PASSAGE TO READ.
Start of Block

- Specialty: Oncology

= Dose-dense chemotherapy =

Type of medical treatment

Dose-dense chemotherapy is a chemotherapy treatment plan in which drugs are given with less time between treatments than in a standard chemotherapy treatment plan.

The Gompertzian model of tumor cell growth shows tumor cells growing fastest when the tumor is small. When a large (slow growing) tumor is surgically removed, microtumors or individual neoplastic cells that remain will be able to grow at their fastest rate. Standard treatment may include chemotherapy once every three weeks. This would allow bone marrow and gastrointestinal tract recovery before the next treatment and would inhibit the tumor for a short time, but allow rapid growth for a short time before the next treatment.

End of Block

Saved data entries.
Start of Block

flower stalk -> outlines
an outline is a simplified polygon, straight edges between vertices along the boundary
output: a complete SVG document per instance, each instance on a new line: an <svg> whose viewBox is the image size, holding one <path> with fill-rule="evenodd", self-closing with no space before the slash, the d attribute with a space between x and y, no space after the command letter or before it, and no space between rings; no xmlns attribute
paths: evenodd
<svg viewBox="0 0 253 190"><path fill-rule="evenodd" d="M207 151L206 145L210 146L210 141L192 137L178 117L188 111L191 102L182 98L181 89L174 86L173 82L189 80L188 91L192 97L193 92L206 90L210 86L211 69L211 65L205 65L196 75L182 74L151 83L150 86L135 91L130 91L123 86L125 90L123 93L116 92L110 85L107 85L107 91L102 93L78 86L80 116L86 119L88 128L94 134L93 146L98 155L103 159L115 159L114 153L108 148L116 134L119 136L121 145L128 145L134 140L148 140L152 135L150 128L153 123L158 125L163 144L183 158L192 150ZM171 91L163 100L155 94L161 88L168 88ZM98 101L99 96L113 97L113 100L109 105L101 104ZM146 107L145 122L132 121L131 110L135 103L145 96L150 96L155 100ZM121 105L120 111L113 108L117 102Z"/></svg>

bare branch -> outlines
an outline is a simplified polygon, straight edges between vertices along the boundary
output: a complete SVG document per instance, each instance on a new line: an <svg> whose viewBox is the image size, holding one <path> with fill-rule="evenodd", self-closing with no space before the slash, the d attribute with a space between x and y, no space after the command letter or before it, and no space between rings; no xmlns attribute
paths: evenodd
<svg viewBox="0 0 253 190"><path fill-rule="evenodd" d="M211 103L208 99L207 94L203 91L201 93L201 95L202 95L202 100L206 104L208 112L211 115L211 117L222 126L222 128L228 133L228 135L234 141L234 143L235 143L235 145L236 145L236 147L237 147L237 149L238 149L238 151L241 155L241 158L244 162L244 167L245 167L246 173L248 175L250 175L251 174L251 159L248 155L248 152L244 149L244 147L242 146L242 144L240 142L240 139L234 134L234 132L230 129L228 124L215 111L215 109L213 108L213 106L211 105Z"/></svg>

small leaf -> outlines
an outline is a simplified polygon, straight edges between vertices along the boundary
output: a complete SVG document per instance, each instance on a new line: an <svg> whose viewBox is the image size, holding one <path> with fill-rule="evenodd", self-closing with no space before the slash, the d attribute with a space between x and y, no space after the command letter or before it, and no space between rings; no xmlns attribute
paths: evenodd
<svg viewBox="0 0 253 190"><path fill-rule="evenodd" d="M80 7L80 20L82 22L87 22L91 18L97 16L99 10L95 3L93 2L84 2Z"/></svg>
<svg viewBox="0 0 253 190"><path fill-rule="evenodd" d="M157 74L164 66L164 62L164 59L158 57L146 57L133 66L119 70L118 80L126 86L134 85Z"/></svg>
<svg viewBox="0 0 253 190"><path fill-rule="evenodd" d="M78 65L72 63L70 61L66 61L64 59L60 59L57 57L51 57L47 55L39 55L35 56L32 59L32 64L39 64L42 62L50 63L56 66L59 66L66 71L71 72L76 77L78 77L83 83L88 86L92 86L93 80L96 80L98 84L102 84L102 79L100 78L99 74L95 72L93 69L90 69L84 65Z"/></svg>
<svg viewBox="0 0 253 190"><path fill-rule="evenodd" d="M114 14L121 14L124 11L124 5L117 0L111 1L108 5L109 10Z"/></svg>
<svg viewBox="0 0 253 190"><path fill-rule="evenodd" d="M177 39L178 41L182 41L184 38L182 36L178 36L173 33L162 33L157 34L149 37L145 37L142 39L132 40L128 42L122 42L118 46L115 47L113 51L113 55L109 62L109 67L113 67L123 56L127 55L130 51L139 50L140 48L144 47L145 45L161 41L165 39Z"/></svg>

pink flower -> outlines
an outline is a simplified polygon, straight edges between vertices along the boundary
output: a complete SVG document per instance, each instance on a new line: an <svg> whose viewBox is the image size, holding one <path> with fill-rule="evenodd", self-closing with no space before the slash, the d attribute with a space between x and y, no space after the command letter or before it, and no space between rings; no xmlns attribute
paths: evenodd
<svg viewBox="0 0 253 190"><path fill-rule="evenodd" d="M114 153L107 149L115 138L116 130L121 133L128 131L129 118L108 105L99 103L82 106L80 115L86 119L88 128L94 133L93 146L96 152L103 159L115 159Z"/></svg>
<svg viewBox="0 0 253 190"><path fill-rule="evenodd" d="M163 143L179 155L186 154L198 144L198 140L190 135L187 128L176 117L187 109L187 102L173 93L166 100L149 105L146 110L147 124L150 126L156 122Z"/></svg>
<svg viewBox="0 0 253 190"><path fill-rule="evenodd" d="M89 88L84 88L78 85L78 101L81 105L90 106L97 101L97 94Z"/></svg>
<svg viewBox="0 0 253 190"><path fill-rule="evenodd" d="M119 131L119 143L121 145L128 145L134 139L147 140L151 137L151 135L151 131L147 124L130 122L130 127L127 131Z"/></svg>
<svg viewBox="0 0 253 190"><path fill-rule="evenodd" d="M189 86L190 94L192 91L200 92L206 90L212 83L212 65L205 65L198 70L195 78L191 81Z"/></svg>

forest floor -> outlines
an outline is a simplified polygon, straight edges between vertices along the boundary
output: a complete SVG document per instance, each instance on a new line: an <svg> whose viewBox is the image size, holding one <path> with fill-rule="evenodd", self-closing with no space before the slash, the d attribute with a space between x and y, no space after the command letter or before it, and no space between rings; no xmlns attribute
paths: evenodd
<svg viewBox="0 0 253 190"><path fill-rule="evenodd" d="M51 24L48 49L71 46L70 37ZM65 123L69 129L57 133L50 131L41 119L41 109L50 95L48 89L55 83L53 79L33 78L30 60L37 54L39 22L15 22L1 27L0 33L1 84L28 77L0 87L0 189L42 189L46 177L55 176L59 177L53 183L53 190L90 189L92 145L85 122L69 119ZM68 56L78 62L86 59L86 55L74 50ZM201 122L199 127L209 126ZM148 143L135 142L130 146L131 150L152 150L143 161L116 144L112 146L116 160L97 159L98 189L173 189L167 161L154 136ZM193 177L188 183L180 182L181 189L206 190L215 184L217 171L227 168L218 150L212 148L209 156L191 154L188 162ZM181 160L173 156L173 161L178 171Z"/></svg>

End of Block

USING THE INFORMATION.
A - Retype the passage on dose-dense chemotherapy from "Dose-dense chemotherapy is" up to and including "chemotherapy treatment plan.".
B - Extend the passage on dose-dense chemotherapy, continuing after its final sentence.

TASK-BY-TASK ANSWERS.
A -
Dose-dense chemotherapy is a chemotherapy treatment plan in which drugs are given with less time between treatments than in a standard chemotherapy treatment plan.

B -
By decreasing the dose and increasing the frequency, the fast growth can be prevented, allowing for faster and more effective cure rate. Although the dose is reduced in each treatment, the total quantity of chemotherapy may or may not be increased over the duration of the typical treatment time. For example, in standard treatment of ovarian cancer, paclitaxel is given at 175 mg/m^{2} body surface every three weeks. In dose dense therapy paclitaxel is given at 50–80 mg/m^{2} every week (150–240 mg/m^{2} in 3-weeks).